AIM OF THE TASK
Copy each of the items below word for word, leaving the pictures out.

## BEGIN MATERIAL

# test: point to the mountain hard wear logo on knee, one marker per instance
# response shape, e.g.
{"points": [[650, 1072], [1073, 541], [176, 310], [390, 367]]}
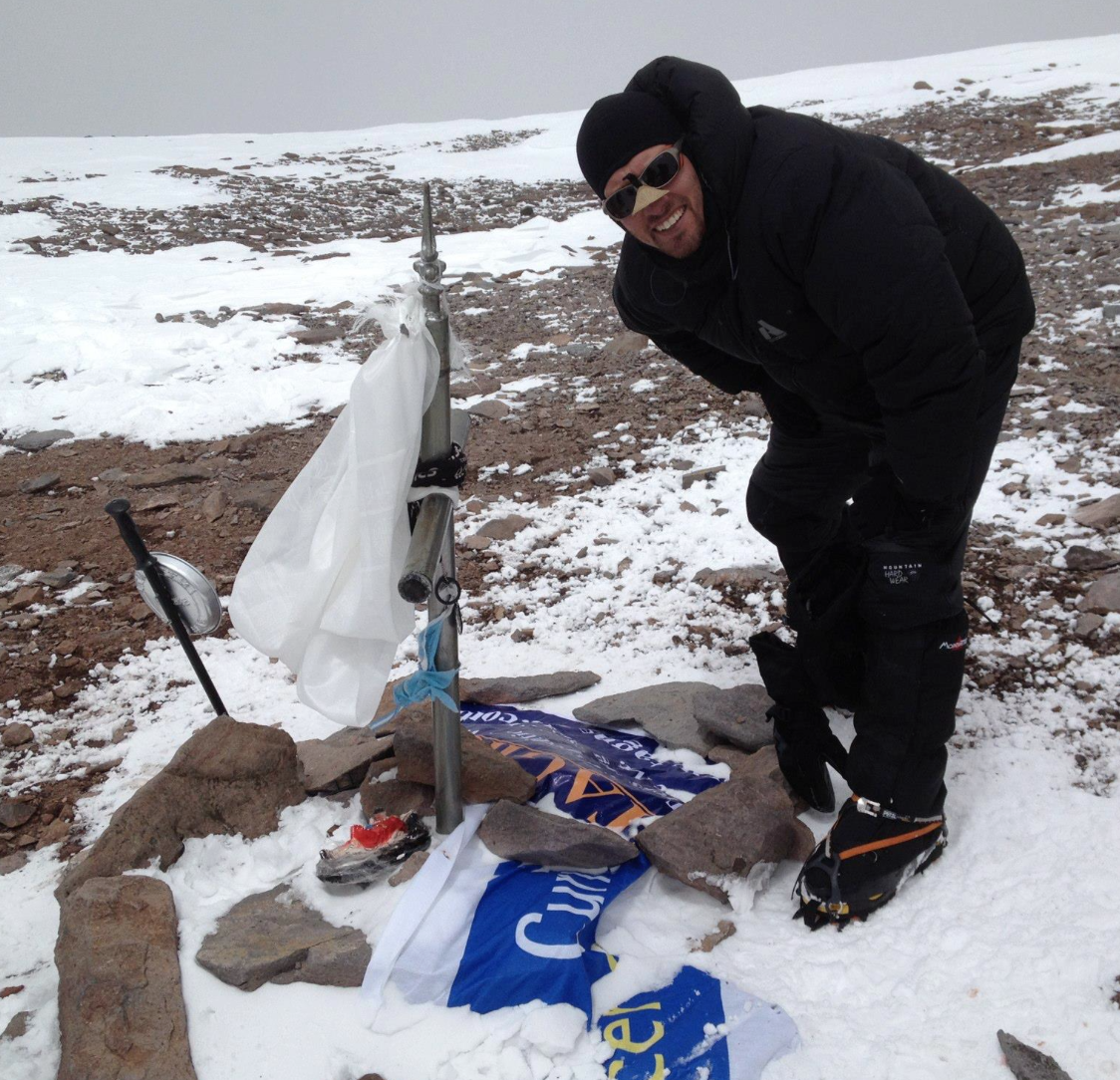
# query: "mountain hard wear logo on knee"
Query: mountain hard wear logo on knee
{"points": [[902, 573]]}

## END MATERIAL

EXERCISE OUTPUT
# test: point to the mountain hard wear logo on knee, one marker per instance
# response shape, e.g.
{"points": [[650, 1072], [1073, 541], [176, 310], [390, 367]]}
# query: "mountain hard wear logo on knee"
Query: mountain hard wear logo on knee
{"points": [[902, 573]]}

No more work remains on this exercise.